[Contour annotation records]
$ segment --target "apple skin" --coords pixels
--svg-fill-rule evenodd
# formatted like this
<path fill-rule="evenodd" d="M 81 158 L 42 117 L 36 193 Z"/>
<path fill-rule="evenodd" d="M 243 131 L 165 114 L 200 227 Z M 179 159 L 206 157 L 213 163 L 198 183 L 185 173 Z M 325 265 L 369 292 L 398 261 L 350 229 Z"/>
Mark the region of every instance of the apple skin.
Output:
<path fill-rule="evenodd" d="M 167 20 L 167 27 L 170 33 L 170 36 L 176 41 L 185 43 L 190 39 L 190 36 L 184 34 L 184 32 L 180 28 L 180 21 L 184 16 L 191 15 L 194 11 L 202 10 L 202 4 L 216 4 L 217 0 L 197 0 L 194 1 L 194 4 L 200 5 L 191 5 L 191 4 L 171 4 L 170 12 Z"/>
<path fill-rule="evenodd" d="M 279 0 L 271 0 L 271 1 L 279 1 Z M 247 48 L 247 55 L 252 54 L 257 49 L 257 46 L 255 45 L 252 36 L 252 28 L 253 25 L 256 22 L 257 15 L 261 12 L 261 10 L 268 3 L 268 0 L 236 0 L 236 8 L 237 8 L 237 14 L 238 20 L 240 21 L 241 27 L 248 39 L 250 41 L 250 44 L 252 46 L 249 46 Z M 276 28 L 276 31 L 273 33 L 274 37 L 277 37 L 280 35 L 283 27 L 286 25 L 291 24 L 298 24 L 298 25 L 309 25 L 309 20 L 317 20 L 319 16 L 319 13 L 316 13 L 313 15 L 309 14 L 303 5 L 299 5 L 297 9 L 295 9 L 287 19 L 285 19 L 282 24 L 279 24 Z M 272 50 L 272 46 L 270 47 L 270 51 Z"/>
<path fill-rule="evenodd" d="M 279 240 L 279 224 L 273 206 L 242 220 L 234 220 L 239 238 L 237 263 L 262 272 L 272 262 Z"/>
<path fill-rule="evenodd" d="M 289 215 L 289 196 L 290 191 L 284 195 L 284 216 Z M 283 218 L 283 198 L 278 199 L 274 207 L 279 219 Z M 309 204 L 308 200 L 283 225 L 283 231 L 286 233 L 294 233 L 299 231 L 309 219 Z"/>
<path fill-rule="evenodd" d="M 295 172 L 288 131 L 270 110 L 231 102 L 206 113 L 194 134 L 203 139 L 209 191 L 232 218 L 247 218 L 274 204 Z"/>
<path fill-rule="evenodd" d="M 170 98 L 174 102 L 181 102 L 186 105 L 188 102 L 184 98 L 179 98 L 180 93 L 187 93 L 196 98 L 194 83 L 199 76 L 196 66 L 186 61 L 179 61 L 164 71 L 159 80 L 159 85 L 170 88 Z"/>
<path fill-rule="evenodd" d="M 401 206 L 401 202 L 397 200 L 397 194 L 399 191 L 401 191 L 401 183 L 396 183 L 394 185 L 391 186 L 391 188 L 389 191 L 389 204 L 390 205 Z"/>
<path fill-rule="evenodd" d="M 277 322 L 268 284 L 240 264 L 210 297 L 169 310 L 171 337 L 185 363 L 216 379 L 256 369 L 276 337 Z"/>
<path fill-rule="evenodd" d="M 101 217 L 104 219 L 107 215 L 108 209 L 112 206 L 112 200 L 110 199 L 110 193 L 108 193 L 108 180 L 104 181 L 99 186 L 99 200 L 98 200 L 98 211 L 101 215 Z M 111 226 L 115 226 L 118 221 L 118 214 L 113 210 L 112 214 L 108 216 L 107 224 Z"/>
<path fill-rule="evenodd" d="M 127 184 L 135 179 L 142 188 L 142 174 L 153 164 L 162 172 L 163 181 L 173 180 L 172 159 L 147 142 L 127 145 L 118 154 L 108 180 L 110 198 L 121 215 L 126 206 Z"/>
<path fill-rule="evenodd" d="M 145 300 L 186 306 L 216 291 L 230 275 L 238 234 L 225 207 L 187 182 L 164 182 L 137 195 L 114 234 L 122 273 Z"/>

Aim
Copy the listing from its first line and stop after the line that contains "167 20 L 167". Keep every line as it is, but increase each coordinate in the answer outlines by 110.

Response to this exercise
$ segment --target "apple skin" --coords pixels
--svg-fill-rule evenodd
# formatted like this
<path fill-rule="evenodd" d="M 81 158 L 42 117 L 36 193 Z"/>
<path fill-rule="evenodd" d="M 243 131 L 165 114 L 200 227 Z M 179 159 L 206 157 L 213 163 L 198 183 L 185 173 Z M 325 265 L 369 292 L 398 261 L 350 229 Z"/>
Mark the region of every instance of the apple skin.
Output:
<path fill-rule="evenodd" d="M 277 130 L 277 137 L 280 143 L 280 146 L 286 151 L 295 153 L 300 149 L 300 146 L 294 144 L 294 142 L 290 138 L 290 131 L 294 126 L 301 125 L 304 121 L 312 120 L 312 114 L 326 114 L 327 110 L 307 110 L 304 111 L 304 114 L 310 115 L 301 115 L 301 114 L 281 114 L 280 122 Z"/>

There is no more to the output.